(Dataset excerpts)
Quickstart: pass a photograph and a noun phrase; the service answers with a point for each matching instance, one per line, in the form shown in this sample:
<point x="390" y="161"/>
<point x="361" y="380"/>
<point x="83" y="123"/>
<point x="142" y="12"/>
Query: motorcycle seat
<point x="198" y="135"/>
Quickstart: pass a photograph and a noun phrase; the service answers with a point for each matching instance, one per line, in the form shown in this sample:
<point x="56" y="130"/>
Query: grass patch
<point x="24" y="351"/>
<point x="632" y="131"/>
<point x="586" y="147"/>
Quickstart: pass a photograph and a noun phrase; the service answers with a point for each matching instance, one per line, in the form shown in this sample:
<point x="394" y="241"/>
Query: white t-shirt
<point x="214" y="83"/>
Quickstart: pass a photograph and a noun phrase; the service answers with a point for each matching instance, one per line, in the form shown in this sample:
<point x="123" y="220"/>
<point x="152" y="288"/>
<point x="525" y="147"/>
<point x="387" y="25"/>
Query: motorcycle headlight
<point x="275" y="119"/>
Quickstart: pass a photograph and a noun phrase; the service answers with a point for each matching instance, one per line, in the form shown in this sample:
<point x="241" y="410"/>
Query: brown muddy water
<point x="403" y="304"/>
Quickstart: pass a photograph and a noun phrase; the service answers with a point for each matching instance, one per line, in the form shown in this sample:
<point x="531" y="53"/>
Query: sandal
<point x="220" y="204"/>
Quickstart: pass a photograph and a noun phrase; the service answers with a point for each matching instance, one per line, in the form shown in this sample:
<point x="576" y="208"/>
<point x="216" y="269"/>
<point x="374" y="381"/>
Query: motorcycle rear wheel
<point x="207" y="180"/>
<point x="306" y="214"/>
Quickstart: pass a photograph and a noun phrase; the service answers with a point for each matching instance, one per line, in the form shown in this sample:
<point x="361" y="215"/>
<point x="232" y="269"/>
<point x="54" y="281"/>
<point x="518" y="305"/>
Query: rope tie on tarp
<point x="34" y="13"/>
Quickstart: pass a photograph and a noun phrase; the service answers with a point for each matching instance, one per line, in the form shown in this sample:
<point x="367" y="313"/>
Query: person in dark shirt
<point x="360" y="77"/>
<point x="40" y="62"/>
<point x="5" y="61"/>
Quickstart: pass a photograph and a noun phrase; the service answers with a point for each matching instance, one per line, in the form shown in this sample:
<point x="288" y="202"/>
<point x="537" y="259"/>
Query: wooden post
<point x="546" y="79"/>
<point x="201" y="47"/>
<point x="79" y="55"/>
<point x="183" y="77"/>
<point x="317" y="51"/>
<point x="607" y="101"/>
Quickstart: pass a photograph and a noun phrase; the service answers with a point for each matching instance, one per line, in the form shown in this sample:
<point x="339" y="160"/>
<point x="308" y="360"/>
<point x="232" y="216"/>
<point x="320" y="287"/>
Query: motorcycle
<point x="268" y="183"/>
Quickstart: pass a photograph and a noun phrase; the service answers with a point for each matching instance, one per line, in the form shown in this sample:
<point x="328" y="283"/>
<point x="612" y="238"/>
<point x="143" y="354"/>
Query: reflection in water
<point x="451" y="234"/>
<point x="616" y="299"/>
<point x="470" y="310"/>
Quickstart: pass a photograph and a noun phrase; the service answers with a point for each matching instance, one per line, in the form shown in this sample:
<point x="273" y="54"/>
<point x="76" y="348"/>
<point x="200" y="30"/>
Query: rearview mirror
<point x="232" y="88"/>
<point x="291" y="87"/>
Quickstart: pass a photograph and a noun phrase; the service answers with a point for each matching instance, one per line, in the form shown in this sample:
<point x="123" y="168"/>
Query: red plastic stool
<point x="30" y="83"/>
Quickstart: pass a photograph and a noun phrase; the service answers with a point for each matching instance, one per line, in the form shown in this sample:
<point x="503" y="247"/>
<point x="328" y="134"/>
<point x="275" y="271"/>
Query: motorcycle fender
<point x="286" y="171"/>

#### Your goal
Each line of the data above is to be set down exactly.

#### Task answer
Quickstart: pass a photograph and a noun phrase; the service answers with a point for each matching instance, one per line, in the form shown in this sample:
<point x="390" y="161"/>
<point x="361" y="380"/>
<point x="83" y="123"/>
<point x="142" y="12"/>
Query: motorcycle seat
<point x="198" y="135"/>
Quickstart: pass a photograph and a noun phrase; the service answers with a point for each matching instance, one per line, in the form shown in this sample:
<point x="56" y="130"/>
Query: grass patch
<point x="24" y="351"/>
<point x="632" y="131"/>
<point x="586" y="147"/>
Quickstart: pass a photograph and a noun phrase; the service answers with a point for each matching instance, one per line, in the form shown in this sample:
<point x="394" y="241"/>
Query: white t-shirt
<point x="214" y="83"/>
Quickstart: pass a photograph and a noun phrase; the service answers with a point for each matching instance, one per line, in the form shown in this sample:
<point x="123" y="220"/>
<point x="152" y="288"/>
<point x="525" y="147"/>
<point x="387" y="25"/>
Query: motorcycle headlight
<point x="275" y="119"/>
Quickstart: pass a photograph and a noun phrase; the service answers with a point for each matching instance, one per line, in the form shown in this sample:
<point x="241" y="410"/>
Query: brown muddy water
<point x="403" y="304"/>
Quickstart: pass a photograph and a noun phrase; the service answers with a point for each matching instance, one per line, in the form shown in this sample:
<point x="531" y="53"/>
Query: sandal
<point x="220" y="204"/>
Quickstart: pass a photograph and a noun phrase; the service answers with a point for each matching instance, one per line, in the form shown in this sample:
<point x="576" y="208"/>
<point x="216" y="269"/>
<point x="374" y="381"/>
Query: motorcycle rear wheel
<point x="207" y="180"/>
<point x="306" y="214"/>
Quickstart: pass a photograph and a noun phrase; the service answers with a point for each matching instance, one per line, in the form shown in this sample:
<point x="361" y="215"/>
<point x="232" y="269"/>
<point x="54" y="281"/>
<point x="518" y="305"/>
Query: rope tie on tarp
<point x="34" y="13"/>
Quickstart: pass a photograph and a noun phrase; the service answers with a point for each matching instance, one per line, in the form shown in this sample:
<point x="367" y="313"/>
Query: person in dark shirt
<point x="360" y="77"/>
<point x="40" y="62"/>
<point x="5" y="61"/>
Quickstart: pass a photograph and a noun phrase; the service answers with a point for each matching instance, one per line, in the form shown in this sample:
<point x="288" y="202"/>
<point x="537" y="259"/>
Query: wooden post
<point x="546" y="79"/>
<point x="201" y="47"/>
<point x="79" y="55"/>
<point x="183" y="77"/>
<point x="317" y="51"/>
<point x="607" y="101"/>
Quickstart: pass a photograph and a noun phrase; the service answers with a point for each matching instance, one per line, in the form shown in this sample:
<point x="339" y="160"/>
<point x="308" y="360"/>
<point x="232" y="216"/>
<point x="320" y="287"/>
Query: motorcycle
<point x="268" y="183"/>
Quickstart: pass a photograph and a noun phrase; the service answers with a point for each matching instance, one per line, in the form shown in this sample:
<point x="328" y="283"/>
<point x="612" y="238"/>
<point x="143" y="354"/>
Query: reflection in water
<point x="451" y="234"/>
<point x="616" y="299"/>
<point x="470" y="310"/>
Quickstart: pass a photograph and a noun phrase; the service answers with a point for each matching instance, one per line, in the form shown in this sample:
<point x="273" y="54"/>
<point x="76" y="348"/>
<point x="200" y="30"/>
Query: rearview mirror
<point x="232" y="88"/>
<point x="291" y="87"/>
Quickstart: pass a photograph and a noun phrase; the service answers with a point for each matching instance, one per line, in the form shown in this sample:
<point x="123" y="168"/>
Query: red plastic stool
<point x="30" y="83"/>
Quickstart: pass a photograph and a noun phrase; the service answers with a point for each matching instance, one per line, in the form shown in this sample:
<point x="503" y="247"/>
<point x="328" y="134"/>
<point x="275" y="271"/>
Query: motorcycle fender
<point x="286" y="171"/>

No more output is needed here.